━━ RECORDS SUPPLIED

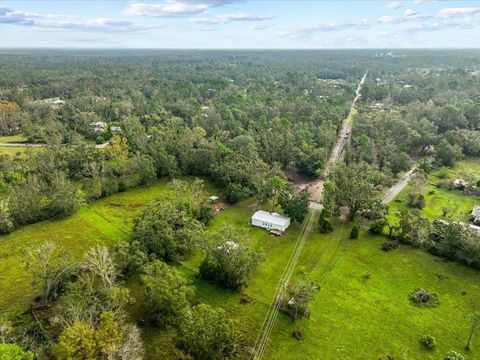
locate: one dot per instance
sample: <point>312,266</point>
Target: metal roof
<point>272,218</point>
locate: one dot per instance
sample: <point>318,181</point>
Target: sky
<point>237,24</point>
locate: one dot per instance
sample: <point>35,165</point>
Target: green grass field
<point>459,205</point>
<point>352,317</point>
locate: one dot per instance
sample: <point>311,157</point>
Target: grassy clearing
<point>459,205</point>
<point>13,151</point>
<point>105,222</point>
<point>13,138</point>
<point>352,317</point>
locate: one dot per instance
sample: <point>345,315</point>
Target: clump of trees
<point>167,292</point>
<point>80,312</point>
<point>415,197</point>
<point>356,186</point>
<point>296,298</point>
<point>423,298</point>
<point>167,229</point>
<point>455,241</point>
<point>228,262</point>
<point>207,333</point>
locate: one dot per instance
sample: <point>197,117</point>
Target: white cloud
<point>226,18</point>
<point>392,5</point>
<point>449,12</point>
<point>387,19</point>
<point>418,2</point>
<point>172,8</point>
<point>65,22</point>
<point>259,26</point>
<point>409,12</point>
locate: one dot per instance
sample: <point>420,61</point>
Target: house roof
<point>272,218</point>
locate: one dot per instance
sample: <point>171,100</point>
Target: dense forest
<point>253,123</point>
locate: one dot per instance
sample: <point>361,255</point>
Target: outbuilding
<point>270,221</point>
<point>476,214</point>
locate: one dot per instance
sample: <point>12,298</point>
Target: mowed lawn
<point>458,204</point>
<point>104,222</point>
<point>352,317</point>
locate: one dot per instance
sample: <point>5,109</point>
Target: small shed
<point>98,126</point>
<point>460,184</point>
<point>115,129</point>
<point>270,221</point>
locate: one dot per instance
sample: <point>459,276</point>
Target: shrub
<point>390,245</point>
<point>6,224</point>
<point>423,298</point>
<point>453,355</point>
<point>14,352</point>
<point>326,222</point>
<point>429,342</point>
<point>228,262</point>
<point>355,232</point>
<point>376,227</point>
<point>442,173</point>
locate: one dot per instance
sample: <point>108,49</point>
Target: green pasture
<point>353,317</point>
<point>458,204</point>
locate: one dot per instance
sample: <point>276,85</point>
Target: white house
<point>115,129</point>
<point>54,101</point>
<point>270,221</point>
<point>98,126</point>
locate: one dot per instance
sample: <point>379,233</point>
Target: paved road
<point>98,146</point>
<point>399,186</point>
<point>344,134</point>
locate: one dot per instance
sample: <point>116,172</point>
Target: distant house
<point>98,126</point>
<point>54,101</point>
<point>115,129</point>
<point>228,246</point>
<point>476,214</point>
<point>460,184</point>
<point>270,221</point>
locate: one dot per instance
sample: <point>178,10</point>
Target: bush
<point>442,173</point>
<point>453,355</point>
<point>228,262</point>
<point>6,224</point>
<point>14,352</point>
<point>355,232</point>
<point>390,245</point>
<point>423,298</point>
<point>326,222</point>
<point>429,342</point>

━━━━

_GOAL OF THE EXERCISE_:
Keep the pictures out of your copy, and repeat every entry above exactly.

_FULL SOLUTION_:
locate: one dot per instance
sample: <point>312,266</point>
Target: metal roof
<point>272,218</point>
locate: one dot per instance
sample: <point>318,181</point>
Target: sky
<point>237,24</point>
locate: one dot per instance
sample: <point>35,165</point>
Target: green grass field
<point>459,205</point>
<point>352,317</point>
locate: one dot per instance
sample: <point>311,157</point>
Target: grassy clearing
<point>459,205</point>
<point>13,151</point>
<point>105,222</point>
<point>13,138</point>
<point>352,317</point>
locate: one dot per instance
sample: <point>345,315</point>
Target: clump of trees
<point>167,292</point>
<point>80,312</point>
<point>415,197</point>
<point>356,186</point>
<point>296,298</point>
<point>423,298</point>
<point>167,229</point>
<point>455,241</point>
<point>228,262</point>
<point>207,333</point>
locate: one dot per instance
sample: <point>197,117</point>
Target: white cloud
<point>226,18</point>
<point>392,5</point>
<point>449,12</point>
<point>387,19</point>
<point>418,2</point>
<point>172,8</point>
<point>65,22</point>
<point>259,26</point>
<point>409,12</point>
locate: one dot per instance
sample: <point>420,61</point>
Target: house roof
<point>272,218</point>
locate: one dot per instance
sample: <point>171,100</point>
Target: dense forest
<point>253,123</point>
locate: one dot per instance
sample: <point>361,255</point>
Target: outbuilding
<point>270,221</point>
<point>476,214</point>
locate: one dot per instance
sample: <point>12,298</point>
Target: mowed lawn
<point>458,204</point>
<point>104,222</point>
<point>352,317</point>
locate: one dot per instance
sample: <point>5,109</point>
Target: small shed
<point>98,126</point>
<point>460,184</point>
<point>115,129</point>
<point>270,221</point>
locate: one dot per instance
sample: <point>459,276</point>
Target: shrub
<point>390,245</point>
<point>6,224</point>
<point>423,298</point>
<point>453,355</point>
<point>14,352</point>
<point>326,222</point>
<point>429,342</point>
<point>228,262</point>
<point>355,232</point>
<point>376,227</point>
<point>442,173</point>
locate: one dot per instance
sample: <point>108,49</point>
Target: green pasture
<point>353,317</point>
<point>458,204</point>
locate: one dot per instance
sample: <point>276,85</point>
Target: white house
<point>115,129</point>
<point>54,101</point>
<point>270,221</point>
<point>98,126</point>
locate: one dot per instance
sample: <point>379,233</point>
Target: paved road
<point>98,146</point>
<point>399,186</point>
<point>344,134</point>
locate: one dot per instance
sample: <point>116,172</point>
Target: distant house
<point>98,126</point>
<point>54,101</point>
<point>115,129</point>
<point>228,246</point>
<point>476,214</point>
<point>460,184</point>
<point>270,221</point>
locate: one dot per instance
sample: <point>178,10</point>
Target: bush
<point>442,173</point>
<point>453,355</point>
<point>228,262</point>
<point>6,224</point>
<point>14,352</point>
<point>355,232</point>
<point>390,245</point>
<point>423,298</point>
<point>326,222</point>
<point>429,342</point>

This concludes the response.